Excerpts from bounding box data
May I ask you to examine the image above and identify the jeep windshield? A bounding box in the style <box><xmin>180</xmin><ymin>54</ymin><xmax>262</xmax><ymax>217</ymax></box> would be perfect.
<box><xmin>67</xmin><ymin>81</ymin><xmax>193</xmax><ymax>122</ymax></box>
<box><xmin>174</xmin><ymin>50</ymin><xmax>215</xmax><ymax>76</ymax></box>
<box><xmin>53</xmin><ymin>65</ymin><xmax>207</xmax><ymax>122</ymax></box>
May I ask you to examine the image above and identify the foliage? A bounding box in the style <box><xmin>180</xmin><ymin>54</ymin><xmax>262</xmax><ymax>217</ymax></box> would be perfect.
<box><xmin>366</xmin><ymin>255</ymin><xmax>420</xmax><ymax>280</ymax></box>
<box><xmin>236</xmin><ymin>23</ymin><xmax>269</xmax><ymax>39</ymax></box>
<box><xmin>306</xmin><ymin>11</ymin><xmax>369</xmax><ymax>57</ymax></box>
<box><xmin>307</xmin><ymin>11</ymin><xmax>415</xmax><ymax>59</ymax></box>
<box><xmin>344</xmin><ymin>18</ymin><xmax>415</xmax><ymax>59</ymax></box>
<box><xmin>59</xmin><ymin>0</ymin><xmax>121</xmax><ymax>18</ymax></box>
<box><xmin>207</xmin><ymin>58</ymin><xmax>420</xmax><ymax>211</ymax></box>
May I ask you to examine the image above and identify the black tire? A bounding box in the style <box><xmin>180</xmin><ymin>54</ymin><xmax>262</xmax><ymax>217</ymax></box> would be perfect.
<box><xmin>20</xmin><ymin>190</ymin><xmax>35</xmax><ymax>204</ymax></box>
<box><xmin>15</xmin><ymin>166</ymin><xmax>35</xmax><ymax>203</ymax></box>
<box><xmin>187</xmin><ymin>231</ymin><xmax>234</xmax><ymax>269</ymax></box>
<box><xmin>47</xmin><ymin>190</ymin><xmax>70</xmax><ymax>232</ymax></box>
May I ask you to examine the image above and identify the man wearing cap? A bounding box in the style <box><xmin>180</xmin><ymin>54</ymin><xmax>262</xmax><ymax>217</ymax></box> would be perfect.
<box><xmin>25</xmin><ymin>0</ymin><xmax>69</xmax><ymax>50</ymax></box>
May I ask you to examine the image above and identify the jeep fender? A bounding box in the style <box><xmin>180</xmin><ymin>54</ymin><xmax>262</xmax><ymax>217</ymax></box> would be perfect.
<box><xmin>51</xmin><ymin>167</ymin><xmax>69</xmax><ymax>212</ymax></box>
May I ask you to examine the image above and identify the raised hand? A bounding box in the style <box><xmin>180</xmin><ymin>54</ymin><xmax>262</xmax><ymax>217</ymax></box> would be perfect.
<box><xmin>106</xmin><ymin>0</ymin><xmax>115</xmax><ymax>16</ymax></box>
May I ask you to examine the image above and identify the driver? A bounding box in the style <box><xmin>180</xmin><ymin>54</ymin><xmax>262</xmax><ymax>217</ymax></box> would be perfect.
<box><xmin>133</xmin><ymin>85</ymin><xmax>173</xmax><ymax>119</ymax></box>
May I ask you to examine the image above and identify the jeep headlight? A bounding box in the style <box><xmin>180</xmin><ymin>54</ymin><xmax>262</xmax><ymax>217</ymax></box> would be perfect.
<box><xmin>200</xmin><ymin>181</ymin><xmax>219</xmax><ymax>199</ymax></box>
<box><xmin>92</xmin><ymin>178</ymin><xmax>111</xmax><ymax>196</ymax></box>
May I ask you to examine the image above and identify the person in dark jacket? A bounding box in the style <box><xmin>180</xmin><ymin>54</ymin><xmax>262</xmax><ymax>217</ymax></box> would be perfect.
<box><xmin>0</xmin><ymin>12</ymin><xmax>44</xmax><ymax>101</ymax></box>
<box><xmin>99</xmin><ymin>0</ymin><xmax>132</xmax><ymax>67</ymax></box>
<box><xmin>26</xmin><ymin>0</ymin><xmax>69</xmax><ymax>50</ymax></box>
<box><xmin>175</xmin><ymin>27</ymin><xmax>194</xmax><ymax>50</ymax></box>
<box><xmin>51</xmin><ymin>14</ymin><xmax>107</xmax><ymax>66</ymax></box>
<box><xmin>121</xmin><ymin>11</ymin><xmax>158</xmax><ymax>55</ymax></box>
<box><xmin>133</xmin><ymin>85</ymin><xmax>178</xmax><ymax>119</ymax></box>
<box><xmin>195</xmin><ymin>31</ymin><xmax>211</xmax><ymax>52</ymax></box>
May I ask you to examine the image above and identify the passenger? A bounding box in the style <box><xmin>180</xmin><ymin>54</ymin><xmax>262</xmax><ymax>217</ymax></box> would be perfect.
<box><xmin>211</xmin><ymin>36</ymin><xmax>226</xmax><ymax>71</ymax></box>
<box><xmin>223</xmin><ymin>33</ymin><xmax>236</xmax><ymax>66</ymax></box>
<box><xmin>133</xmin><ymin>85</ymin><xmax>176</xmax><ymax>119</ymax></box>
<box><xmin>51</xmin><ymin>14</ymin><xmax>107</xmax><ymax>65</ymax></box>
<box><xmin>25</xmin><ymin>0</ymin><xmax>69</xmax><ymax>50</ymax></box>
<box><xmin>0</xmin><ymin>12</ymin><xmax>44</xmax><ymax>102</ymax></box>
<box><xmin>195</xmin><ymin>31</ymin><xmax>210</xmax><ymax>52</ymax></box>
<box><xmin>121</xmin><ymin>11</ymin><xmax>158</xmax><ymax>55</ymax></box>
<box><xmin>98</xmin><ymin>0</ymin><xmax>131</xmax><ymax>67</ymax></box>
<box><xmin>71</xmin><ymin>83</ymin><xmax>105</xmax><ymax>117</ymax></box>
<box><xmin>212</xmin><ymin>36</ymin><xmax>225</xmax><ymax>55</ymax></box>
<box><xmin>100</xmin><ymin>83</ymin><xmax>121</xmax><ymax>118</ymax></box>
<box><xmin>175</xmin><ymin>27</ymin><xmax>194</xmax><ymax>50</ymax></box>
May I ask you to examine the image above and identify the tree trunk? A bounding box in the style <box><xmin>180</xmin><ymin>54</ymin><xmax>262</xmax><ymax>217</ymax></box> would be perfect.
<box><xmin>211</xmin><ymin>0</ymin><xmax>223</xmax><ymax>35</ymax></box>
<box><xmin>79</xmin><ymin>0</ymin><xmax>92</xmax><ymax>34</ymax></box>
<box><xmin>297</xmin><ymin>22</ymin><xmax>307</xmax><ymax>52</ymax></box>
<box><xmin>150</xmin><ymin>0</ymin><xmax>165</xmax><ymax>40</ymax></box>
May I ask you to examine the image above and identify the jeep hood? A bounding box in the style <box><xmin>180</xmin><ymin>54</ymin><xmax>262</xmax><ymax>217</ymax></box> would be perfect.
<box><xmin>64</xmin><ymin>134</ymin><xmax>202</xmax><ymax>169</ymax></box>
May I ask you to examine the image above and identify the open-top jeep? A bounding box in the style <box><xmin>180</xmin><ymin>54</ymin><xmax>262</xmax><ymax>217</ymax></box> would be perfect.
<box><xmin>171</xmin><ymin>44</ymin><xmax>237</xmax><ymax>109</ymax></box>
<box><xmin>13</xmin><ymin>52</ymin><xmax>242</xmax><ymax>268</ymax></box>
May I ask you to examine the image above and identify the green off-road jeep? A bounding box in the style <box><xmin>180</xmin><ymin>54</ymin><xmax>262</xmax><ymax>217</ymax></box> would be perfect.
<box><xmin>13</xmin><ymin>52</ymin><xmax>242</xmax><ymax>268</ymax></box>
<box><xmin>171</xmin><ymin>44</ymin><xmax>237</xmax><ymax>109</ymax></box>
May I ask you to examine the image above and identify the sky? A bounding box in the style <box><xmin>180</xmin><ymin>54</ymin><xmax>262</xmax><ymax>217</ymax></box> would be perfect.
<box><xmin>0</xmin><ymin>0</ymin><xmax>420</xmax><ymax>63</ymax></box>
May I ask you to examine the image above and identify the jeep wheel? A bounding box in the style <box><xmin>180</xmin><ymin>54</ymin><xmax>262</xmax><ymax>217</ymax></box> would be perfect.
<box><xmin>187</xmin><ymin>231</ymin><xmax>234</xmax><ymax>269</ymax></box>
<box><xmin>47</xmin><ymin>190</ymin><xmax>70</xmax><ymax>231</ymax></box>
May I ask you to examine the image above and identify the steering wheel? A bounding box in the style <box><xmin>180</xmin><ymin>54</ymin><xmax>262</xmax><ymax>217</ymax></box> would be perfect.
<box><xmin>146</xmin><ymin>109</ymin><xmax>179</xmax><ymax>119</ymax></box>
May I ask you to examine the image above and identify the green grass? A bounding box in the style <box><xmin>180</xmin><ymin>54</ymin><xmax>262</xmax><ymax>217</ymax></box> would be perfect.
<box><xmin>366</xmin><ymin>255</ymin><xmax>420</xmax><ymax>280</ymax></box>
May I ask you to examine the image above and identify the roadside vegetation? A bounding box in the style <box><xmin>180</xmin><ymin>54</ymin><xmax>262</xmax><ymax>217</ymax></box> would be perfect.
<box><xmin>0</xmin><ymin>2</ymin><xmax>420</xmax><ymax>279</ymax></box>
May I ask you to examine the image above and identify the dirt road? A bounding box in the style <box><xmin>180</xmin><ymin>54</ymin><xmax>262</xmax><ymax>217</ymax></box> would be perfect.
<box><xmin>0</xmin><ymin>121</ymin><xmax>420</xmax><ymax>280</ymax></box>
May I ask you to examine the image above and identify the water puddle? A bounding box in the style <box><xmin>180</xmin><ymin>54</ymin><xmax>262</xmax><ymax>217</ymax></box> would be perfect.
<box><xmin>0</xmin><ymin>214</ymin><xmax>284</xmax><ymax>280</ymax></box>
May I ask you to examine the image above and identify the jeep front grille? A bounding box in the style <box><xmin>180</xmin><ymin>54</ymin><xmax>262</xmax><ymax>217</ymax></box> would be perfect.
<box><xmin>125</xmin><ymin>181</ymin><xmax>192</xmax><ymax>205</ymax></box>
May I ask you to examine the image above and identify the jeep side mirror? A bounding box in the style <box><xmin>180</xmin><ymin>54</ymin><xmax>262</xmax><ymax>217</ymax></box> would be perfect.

▶ [EXERCISE BRIEF]
How many lines of the items contain the word "wheel"? Reply with the number alone.

▶ [OUTPUT OF THE TASK]
2